- **REQUIRED WORK**: Repeat the material exactly, every line of it.

Entries from a pointing dataset:

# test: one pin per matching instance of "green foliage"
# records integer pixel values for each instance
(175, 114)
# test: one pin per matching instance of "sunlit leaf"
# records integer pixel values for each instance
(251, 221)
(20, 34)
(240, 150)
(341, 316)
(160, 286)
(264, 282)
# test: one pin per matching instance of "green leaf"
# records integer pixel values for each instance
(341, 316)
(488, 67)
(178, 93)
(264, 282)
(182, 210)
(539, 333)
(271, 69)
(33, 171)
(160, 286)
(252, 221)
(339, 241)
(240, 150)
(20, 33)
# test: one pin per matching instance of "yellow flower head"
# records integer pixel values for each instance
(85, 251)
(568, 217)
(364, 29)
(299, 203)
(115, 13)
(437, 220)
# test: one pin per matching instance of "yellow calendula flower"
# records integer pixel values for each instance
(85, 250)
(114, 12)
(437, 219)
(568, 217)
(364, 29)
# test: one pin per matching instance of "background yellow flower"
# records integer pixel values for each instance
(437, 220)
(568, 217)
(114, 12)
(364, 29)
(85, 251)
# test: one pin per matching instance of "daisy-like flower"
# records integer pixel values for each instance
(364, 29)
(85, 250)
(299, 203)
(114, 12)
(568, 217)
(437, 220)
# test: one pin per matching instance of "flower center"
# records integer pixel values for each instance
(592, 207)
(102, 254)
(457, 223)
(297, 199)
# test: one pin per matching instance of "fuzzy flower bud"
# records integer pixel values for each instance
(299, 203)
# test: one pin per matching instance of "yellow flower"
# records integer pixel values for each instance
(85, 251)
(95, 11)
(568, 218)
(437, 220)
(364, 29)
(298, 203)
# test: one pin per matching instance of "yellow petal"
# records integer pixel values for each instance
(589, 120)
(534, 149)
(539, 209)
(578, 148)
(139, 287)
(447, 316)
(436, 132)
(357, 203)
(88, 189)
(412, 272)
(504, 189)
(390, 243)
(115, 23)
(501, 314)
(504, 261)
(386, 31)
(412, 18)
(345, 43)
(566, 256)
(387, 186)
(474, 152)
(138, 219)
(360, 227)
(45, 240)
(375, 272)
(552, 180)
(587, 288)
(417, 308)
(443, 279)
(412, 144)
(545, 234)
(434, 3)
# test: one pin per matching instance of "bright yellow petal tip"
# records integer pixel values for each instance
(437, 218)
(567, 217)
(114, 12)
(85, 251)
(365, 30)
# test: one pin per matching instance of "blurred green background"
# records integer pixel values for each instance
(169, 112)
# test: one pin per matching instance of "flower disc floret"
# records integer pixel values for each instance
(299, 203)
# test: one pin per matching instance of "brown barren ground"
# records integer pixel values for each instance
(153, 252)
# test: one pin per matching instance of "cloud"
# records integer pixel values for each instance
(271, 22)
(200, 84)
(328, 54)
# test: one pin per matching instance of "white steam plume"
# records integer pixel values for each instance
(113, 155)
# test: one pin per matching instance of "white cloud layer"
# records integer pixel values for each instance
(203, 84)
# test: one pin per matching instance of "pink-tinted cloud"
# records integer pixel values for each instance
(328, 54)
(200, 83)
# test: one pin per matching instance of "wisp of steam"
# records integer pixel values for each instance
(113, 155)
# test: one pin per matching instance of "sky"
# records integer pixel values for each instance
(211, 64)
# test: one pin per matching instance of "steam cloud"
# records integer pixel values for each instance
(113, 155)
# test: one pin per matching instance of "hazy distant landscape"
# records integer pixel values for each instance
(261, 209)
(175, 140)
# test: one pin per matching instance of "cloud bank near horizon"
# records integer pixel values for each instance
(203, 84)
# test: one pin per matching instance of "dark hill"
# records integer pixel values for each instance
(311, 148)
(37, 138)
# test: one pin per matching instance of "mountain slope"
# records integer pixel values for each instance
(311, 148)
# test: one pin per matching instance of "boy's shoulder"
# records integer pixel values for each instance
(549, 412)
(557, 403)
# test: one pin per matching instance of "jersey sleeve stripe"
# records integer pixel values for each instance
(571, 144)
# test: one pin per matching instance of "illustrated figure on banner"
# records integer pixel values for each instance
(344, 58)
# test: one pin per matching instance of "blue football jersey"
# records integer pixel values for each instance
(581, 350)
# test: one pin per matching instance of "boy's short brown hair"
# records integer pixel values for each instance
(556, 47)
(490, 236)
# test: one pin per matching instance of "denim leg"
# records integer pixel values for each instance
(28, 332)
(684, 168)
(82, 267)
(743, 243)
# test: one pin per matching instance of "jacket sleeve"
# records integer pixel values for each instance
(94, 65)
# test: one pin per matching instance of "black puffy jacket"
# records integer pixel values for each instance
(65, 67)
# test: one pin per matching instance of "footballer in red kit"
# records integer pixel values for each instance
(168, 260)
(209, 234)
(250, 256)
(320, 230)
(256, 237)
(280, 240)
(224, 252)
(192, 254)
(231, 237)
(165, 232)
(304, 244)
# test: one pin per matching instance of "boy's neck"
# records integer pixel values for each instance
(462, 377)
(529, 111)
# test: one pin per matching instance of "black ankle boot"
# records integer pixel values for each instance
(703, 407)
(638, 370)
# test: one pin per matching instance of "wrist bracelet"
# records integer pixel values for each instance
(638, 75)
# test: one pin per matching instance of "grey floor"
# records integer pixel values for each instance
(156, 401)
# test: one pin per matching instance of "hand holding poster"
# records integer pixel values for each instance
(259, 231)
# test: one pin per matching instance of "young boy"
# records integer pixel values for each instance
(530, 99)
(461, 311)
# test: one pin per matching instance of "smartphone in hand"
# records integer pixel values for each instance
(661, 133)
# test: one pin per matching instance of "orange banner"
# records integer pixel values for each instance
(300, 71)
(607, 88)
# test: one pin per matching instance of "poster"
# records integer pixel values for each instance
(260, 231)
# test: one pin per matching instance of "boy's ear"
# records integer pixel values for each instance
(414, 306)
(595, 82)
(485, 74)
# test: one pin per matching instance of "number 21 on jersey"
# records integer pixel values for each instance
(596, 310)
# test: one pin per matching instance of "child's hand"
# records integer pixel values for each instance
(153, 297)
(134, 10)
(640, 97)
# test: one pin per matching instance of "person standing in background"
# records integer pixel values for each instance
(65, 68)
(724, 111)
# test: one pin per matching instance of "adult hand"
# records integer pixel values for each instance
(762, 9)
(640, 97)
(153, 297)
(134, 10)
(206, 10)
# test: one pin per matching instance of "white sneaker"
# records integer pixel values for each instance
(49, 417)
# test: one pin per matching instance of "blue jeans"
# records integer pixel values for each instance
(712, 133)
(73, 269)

- **THE SOLUTION**:
# test: one pin per matching instance of "green foliage"
# records integer pixel values for each instance
(175, 114)
# test: one pin per matching instance of "sunlit leaf"
# records integer pixel values for each instance
(251, 221)
(20, 34)
(240, 150)
(341, 316)
(160, 286)
(264, 282)
# test: one pin per matching instance of "green leaf"
# records integer pixel values for each instance
(341, 316)
(488, 67)
(178, 93)
(264, 282)
(182, 210)
(539, 333)
(271, 69)
(33, 171)
(160, 286)
(252, 221)
(339, 241)
(240, 150)
(20, 33)
# test: one pin per matching instance of "yellow flower head"
# records integer pixel values for each instance
(85, 251)
(568, 217)
(364, 29)
(299, 203)
(115, 13)
(437, 220)
# test: one pin per matching instance of "yellow calendula flower"
# records integer pixel values for each instance
(85, 250)
(114, 12)
(437, 219)
(568, 217)
(364, 29)
# test: one pin per matching instance of "background yellow flower"
# records integer pixel values for each instance
(437, 220)
(568, 217)
(114, 12)
(364, 29)
(85, 251)
# test: one pin per matching instance of "daisy-like flower"
# records integer pixel values for each instance
(364, 29)
(85, 250)
(299, 203)
(114, 12)
(568, 217)
(437, 220)
# test: one pin per matching instance of "flower center"
# records integer pixel values for each instance
(592, 207)
(102, 254)
(457, 223)
(297, 199)
# test: one pin per matching instance of "fuzzy flower bud"
# records integer pixel values for each instance
(299, 203)
# test: one pin per matching instance of "yellow flower"
# records integer pixel values for each instance
(85, 251)
(95, 11)
(568, 218)
(437, 220)
(364, 29)
(298, 203)
# test: one pin per matching instance of "yellow petal"
# records integer pixel values for each instance
(589, 120)
(534, 149)
(539, 209)
(578, 148)
(139, 287)
(447, 316)
(436, 132)
(357, 203)
(88, 189)
(412, 272)
(504, 189)
(390, 243)
(115, 23)
(501, 314)
(504, 261)
(386, 31)
(412, 18)
(345, 43)
(566, 256)
(387, 186)
(474, 152)
(138, 219)
(360, 227)
(45, 240)
(375, 272)
(552, 180)
(587, 288)
(417, 308)
(443, 279)
(412, 144)
(545, 234)
(434, 3)
# test: one pin per matching instance of "bright yellow petal tip"
# records integer pixel values for each instance
(437, 218)
(567, 217)
(114, 12)
(85, 251)
(365, 30)
# test: one pin per matching instance of "blurred green background"
# records integer pixel values for each instance
(169, 112)
# test: one pin per matching instance of "flower disc floret"
# records integer pixel values for each instance
(299, 203)
# test: one pin per matching instance of "brown barren ground"
# records integer pixel values for each instance
(153, 252)
# test: one pin per matching instance of "cloud"
# records integer pixel values for each instance
(271, 22)
(200, 84)
(328, 54)
# test: one pin per matching instance of "white steam plume"
# records integer pixel values for each instance
(113, 155)
# test: one pin per matching instance of "white cloud layer"
# records integer pixel values for each instance
(203, 84)
# test: one pin per matching instance of "pink-tinted cloud"
# records integer pixel values for each instance
(328, 54)
(200, 83)
# test: one pin per matching instance of "wisp of steam"
# records integer pixel values for each instance
(113, 155)
# test: one pin per matching instance of "sky"
# records integer pixel values for each instance
(211, 64)
# test: one pin per matching instance of "steam cloud"
# records integer pixel values for each instance
(113, 155)
# test: one pin per matching instance of "hazy distant landscape"
# records integer pixel values for each instance
(261, 209)
(175, 140)
# test: one pin per matching instance of "cloud bank near horizon"
# records integer pixel values for each instance
(203, 84)
# test: one pin per matching instance of "dark hill"
# records integer pixel values for each instance
(311, 148)
(37, 138)
# test: one pin per matching instance of "mountain slope"
# records integer pixel values for each instance
(311, 148)
# test: one pin per matching instance of "boy's shoulder"
# records integer pixel values for each instance
(549, 412)
(557, 403)
# test: one pin per matching instance of "jersey sleeve stripe"
# records integer pixel values for each instance
(571, 144)
# test: one pin per matching instance of "illustrated figure on banner"
# records integer pixel values for each instance
(344, 58)
# test: one pin per matching instance of "blue football jersey"
# records integer pixel values for each instance
(581, 350)
# test: one pin per matching instance of "boy's short brown hair"
# records integer pixel values for each instance
(556, 47)
(490, 236)
# test: one pin per matching instance of "denim leg"
# records integer pixel values for each instance
(28, 332)
(684, 168)
(82, 267)
(743, 243)
# test: one pin per matching instance of "jacket sleeve"
# records integer pixel values for each instance
(94, 65)
# test: one pin per matching instance of "black puffy jacket"
# records integer pixel values for each instance
(65, 67)
# test: one pin per matching instance of "footballer in red kit"
# records integer pixel values for each instance
(168, 260)
(209, 234)
(250, 256)
(320, 230)
(256, 237)
(280, 240)
(224, 252)
(192, 254)
(231, 237)
(165, 232)
(304, 244)
# test: one pin per matching instance of "boy's neck"
# records integer pixel values for each instance
(462, 377)
(529, 111)
# test: one pin per matching instance of "black ankle boot"
# records integer pixel values for each instance
(703, 407)
(638, 370)
# test: one pin per matching instance of "wrist bracelet"
# records integer pixel values for each instance
(638, 75)
# test: one pin per matching instance of "grey floor"
# records integer pixel values for each instance
(156, 401)
# test: one pin per matching instance of "hand holding poster"
# records integer pixel values for each instance
(259, 231)
# test: one pin per matching instance of "young boy"
# records integer pixel values for each instance
(530, 99)
(461, 311)
# test: one pin per matching instance of "smartphone in hand"
# records integer pixel values for each instance
(661, 133)
# test: one pin per matching instance of "orange banner"
# records integer pixel values for each instance
(300, 71)
(607, 88)
# test: one pin per matching instance of "poster"
# records integer pixel values for each instance
(260, 231)
# test: one pin per matching instance of "boy's ear"
# records integer pixel values for each instance
(414, 306)
(595, 82)
(485, 74)
# test: one pin per matching instance of "number 21 on jersey"
# records integer pixel values for each instance
(596, 310)
# test: one pin per matching instance of "child's hand"
# records integer pixel values for each instance
(153, 297)
(134, 10)
(640, 97)
# test: one pin per matching instance of "person standing in background"
# records integer pixel values for each instance
(65, 68)
(724, 111)
# test: one pin per matching instance of "adult hand"
# records integer pixel values for each instance
(762, 9)
(640, 97)
(153, 297)
(134, 10)
(206, 10)
# test: one pin per matching instance of "white sneaker"
# records integer pixel values for each instance
(49, 417)
# test: one pin per matching instance of "blue jeans"
# records integer pixel values for each instance
(712, 133)
(73, 269)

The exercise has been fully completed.